## OPDRACHTEN
• a. Sinds welk jaar wordt er volgens het tekstfragment over Guédelon aan de burcht gebouwd?
• b. Geef een vervolg op het reisverslag over Guédelon, aansluitend op de laatste zin van het tekstfragment.

## TEKSTFRAGMENT
>>

Nog vergeten te vertellen dat we deze week de bestekbak hebben uitgebreid met dessertlepeltjes voorzien van een jacobsschelpmotief; geen duurkoop uit een souvenirwinkel, maar 3 voor € 1,50 gekocht bij een HyperU.
V: 80.767; A: 81.076

zondag 09 oktober: @ Lac de Der
De bakker had vakantie; zou ik ook nemen als er geen droog brood te verdienen valt met die enkeling op de camping. Op naar de kraanvogeltjes, maar eerst een kasteeltje bekijken.

Chantier Médieval de Guédelon
Guédelon is niet zo maar een kasteeltje, sterker nog: het is nog steeds geen volwaardig kasteel. Een foldertje omschrijft het in sappig uit het Frans vertaald Nederlands als volgt: “We bouwen een 13e eeuwse burcht. Steenhouwers, metselaars, houthakkers, timmermannen, smeden, dakpannenbakkers, menners en touwslagers veredelen grondstoffen in bouwmaterialen en onthullen de geheimen uit de middeleeuwen”. Even in gewoon Nederlands: sinds 1998 is men bezig om een kasteel te bouwen zoals dat gebeurde in de eerste helft van de dertiende eeuw – met de handen dus en met gereedschappen uit die tijd. Op het terrein zijn alle grondstoffen aanwezig die noodzakelijk zijn voor het bouwen van een burcht: stenen, hout, zand, klei en water. Er werken ongeveer 35 personen in dienstverband aan de burcht, de rest van de bouwers zijn vrijwilligers en mensen in opleiding. De verwachting is dat het geheel in 2025 klaar is. Overigens kent Frankrijk ook een soort arbo-wet: de middeleeuwse kleding wordt aangevuld met moderne veiligheidsschoenen en helmen, maar dat kon de pret niet drukken. Heel interessant allemaal, iedereen was aan het werk – ook al was het zondag.

<<

## GEGEVENSDEEL
>>

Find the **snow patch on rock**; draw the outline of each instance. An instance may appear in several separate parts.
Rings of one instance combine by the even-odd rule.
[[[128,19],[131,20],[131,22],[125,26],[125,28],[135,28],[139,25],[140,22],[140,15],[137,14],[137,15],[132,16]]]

<<

## ANTWOORDEN PER OPDRACHT
• a. Sinds 1998.

• b.
Lac de Der
Na het bezoek aan de burcht volgden we Ome Tom, die deze keer een leuke Auxerre-vermijdende route voor ons in petto had. Onze relatie met deze versie van Ome Tom is overigens vrij gestoord: het mannetje heeft de neiging elk bospad en karrespoor te nemen dat de “snelste weg” met meer dan 30 seconden bekort. De consequentie is wel dat je dan een weg mag volgen waar je amper met een speelgoedautootje op kunt – laat staan met een camper van 2,20 breed en ruim 6 meter lang. Overigens 50 kilometer omrijden om 1 minuut tijdwinst te behalen is ook één van zijn favorieten. We trekken de stekker er regelmatig uit wanneer weer “Keer om! Keer om! Probeer om te draaien!” uit het apparaatje wordt geroepen. De N77 naar Troyes hebben we dus maar Ome-Tom-loos gereden. Net voor Troyes mocht meneer weer meedoen om een binnendoorweggetje naar het Lac d’Orient en daarna naar het Lac de Der te vinden. Tom werd overigens angstvallig door W in de gaten gehouden en elke af te leggen meter werd gecontroleerd op de kaart.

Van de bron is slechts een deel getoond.